## Consigne:
Poursuivez l'article sur l'affaire Bemba et la Cour pénale internationale en reprenant juste après sa dernière phrase.

La tenue d’un « procès Bemba » n’est donc pas encore acquise. La CPI en a pourtant cruellement besoin qui, depuis son installation, en 2003, n’a encore procédé à aucun jugement et souffre d’un déficit de crédibilité. Censée punir les grands criminels et dissuader leurs émules, elle n’a fait arrêter à ce jour que du menu fretin – des chefs de milice. À l’exception de Jean-Pierre Bemba. Ancien vice-président, sénateur (de l’Équateur), challengeur de Joseph Kabila à la présidentielle de 2006, leader de l’opposition, homme d’affaires réputé richissime, c’est un gros poisson. Exactement ce qu’il faut à la Cour et à son procureur pour gagner leurs lettres de noblesse.

[Données sur l'emplacement d'objets]
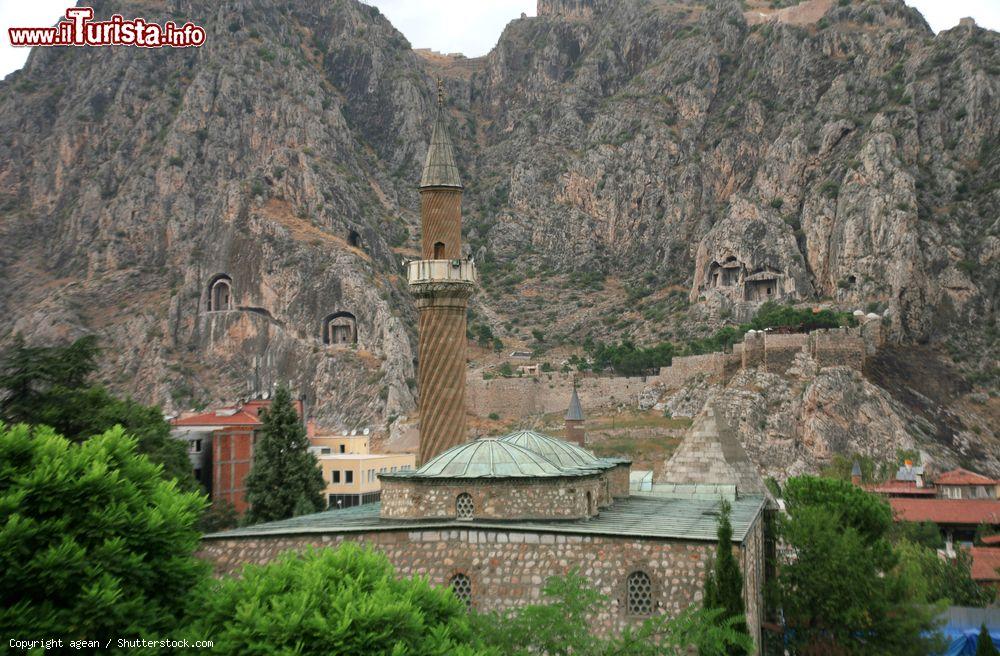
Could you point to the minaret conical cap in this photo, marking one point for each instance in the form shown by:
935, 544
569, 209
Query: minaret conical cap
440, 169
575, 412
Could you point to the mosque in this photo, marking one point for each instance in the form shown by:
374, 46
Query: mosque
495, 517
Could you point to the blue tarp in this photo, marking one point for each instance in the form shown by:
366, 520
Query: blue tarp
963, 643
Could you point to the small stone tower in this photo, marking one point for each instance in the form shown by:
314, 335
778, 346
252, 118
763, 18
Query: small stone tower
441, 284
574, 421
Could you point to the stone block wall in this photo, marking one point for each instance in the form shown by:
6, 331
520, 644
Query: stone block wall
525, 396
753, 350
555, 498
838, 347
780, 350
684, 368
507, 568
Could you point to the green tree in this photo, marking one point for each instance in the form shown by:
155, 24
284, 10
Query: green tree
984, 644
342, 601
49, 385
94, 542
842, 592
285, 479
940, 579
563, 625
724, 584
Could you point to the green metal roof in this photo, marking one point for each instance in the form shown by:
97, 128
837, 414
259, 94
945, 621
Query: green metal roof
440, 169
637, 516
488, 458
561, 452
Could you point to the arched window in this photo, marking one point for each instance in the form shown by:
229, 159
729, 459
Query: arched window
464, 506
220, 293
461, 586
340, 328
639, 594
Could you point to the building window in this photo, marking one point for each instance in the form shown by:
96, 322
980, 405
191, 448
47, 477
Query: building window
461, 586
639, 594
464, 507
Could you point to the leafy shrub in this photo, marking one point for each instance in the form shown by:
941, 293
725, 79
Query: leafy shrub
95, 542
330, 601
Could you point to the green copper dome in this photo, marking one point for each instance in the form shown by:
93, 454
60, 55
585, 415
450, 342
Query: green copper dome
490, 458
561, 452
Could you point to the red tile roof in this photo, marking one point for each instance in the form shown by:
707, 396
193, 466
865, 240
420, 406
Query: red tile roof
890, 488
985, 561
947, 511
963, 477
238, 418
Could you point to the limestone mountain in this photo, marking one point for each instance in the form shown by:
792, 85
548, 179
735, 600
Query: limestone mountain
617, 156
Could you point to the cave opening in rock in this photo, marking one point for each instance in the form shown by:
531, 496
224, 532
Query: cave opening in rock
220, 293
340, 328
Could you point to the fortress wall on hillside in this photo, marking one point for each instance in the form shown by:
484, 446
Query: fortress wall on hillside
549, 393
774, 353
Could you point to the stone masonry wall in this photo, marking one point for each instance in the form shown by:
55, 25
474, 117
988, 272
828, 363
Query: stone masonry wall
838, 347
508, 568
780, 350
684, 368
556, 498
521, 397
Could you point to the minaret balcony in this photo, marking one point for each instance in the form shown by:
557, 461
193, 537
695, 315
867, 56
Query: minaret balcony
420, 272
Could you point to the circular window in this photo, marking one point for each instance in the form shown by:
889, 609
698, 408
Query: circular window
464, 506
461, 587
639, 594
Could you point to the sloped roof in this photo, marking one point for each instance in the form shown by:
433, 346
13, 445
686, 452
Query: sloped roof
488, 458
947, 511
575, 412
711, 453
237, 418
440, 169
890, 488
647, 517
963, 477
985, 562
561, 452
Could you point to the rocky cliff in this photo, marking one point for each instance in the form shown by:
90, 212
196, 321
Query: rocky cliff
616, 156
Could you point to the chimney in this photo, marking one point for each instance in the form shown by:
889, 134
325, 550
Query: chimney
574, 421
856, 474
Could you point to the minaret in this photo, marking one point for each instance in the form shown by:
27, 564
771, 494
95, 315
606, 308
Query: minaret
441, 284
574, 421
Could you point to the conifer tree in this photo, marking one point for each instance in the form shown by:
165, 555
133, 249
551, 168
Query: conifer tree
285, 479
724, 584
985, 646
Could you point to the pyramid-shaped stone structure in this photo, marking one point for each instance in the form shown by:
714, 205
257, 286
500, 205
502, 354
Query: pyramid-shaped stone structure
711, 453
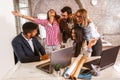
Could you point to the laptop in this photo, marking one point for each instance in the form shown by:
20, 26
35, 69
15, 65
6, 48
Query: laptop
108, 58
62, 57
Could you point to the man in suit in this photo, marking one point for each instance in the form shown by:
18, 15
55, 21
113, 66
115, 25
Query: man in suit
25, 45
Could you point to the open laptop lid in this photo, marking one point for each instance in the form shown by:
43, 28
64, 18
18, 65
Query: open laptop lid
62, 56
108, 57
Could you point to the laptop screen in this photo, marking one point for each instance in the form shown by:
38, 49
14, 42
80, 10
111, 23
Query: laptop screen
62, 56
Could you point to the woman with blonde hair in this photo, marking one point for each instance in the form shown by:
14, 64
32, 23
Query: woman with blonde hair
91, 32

* * *

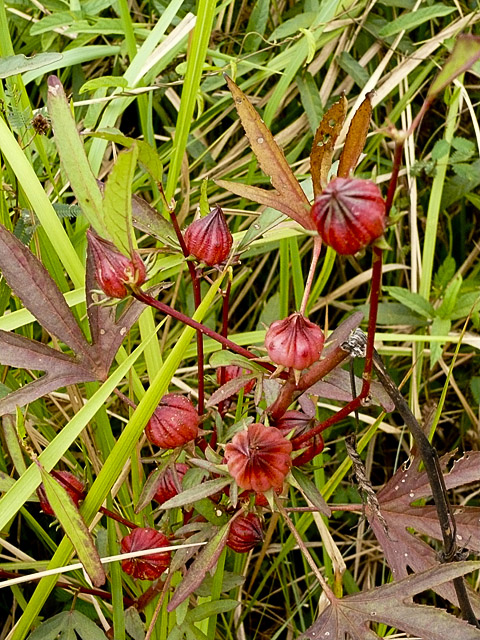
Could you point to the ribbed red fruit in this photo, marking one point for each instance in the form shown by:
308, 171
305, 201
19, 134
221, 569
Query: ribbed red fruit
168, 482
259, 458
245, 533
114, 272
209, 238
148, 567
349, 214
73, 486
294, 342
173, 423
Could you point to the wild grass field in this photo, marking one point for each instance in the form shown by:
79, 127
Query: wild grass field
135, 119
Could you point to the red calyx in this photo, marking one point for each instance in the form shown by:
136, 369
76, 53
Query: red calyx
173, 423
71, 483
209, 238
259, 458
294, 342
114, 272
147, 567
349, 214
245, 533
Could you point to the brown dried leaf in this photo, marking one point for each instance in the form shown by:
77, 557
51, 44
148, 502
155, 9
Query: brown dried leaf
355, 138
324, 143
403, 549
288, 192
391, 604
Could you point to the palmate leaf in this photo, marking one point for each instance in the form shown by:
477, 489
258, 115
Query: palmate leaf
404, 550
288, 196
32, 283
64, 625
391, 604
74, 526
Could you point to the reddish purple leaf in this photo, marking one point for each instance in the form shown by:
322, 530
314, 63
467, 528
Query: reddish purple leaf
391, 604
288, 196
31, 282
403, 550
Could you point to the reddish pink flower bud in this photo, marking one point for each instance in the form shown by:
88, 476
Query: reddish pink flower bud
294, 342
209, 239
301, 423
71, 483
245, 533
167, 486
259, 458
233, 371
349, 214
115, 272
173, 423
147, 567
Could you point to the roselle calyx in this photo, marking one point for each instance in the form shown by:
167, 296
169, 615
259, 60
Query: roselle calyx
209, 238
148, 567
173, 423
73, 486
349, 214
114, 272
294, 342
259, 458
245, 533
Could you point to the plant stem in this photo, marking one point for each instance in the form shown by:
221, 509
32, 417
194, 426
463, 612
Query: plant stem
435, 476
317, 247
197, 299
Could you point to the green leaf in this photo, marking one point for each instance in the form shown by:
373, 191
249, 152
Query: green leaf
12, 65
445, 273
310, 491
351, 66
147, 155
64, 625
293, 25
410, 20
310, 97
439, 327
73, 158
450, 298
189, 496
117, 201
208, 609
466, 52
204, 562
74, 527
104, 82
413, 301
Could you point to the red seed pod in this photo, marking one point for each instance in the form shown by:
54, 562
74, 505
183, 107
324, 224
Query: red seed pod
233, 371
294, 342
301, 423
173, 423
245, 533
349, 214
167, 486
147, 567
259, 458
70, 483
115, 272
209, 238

==

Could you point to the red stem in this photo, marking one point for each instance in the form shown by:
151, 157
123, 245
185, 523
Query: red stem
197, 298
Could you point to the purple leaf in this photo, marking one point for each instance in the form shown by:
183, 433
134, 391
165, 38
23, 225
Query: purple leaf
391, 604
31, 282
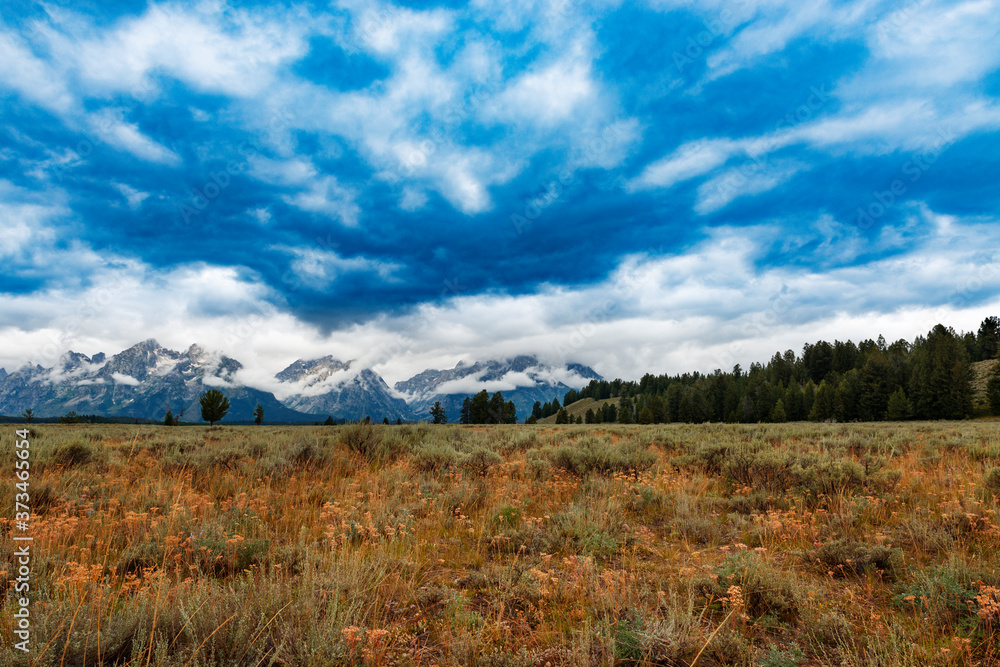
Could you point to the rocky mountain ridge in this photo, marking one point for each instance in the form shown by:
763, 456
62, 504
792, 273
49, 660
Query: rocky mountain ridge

## Réponse:
Mais pour ses partisans, l’affaire est entendue : « Jean-Pierre » n’ira pas jusqu’au procès. Le chef du MLC jouit du soutien d’un clan convaincu, qui a prévu d’assister à l’audience. Dans les deux salles réservées au public – d’une capacité d’accueil de cent cinquante personnes –, Bemba pourra se consoler à travers des regards familiers : ceux de son épouse, Liliane, de ses cinq enfants, qui devraient faire le voyage depuis Bruxelles – où ils sont scolarisés – le 14, de son père, Jeannot, venu de Kinshasa, de son frère, Nzoma, de son beau-frère, de sa belle-sœur… Il y aura aussi les amis politiques, comme François Muamba, secrétaire général du MLC et président par intérim, des députés et des sénateurs du parti, des membres de la diaspora…

La ligne de défense, établie par quatre avocats, est prête. Elle tient en quelques points : le premier responsable des viols et autres atrocités est celui qui avait appelé les hommes du MLC en renfort et en avait le contrôle direct, en l’occurrence Ange-Félix Patassé ; Jean-Pierre Bemba n’était pas en Centrafrique au moment des faits ; les auteurs des crimes ont déjà été punis par la Cour martiale du MLC.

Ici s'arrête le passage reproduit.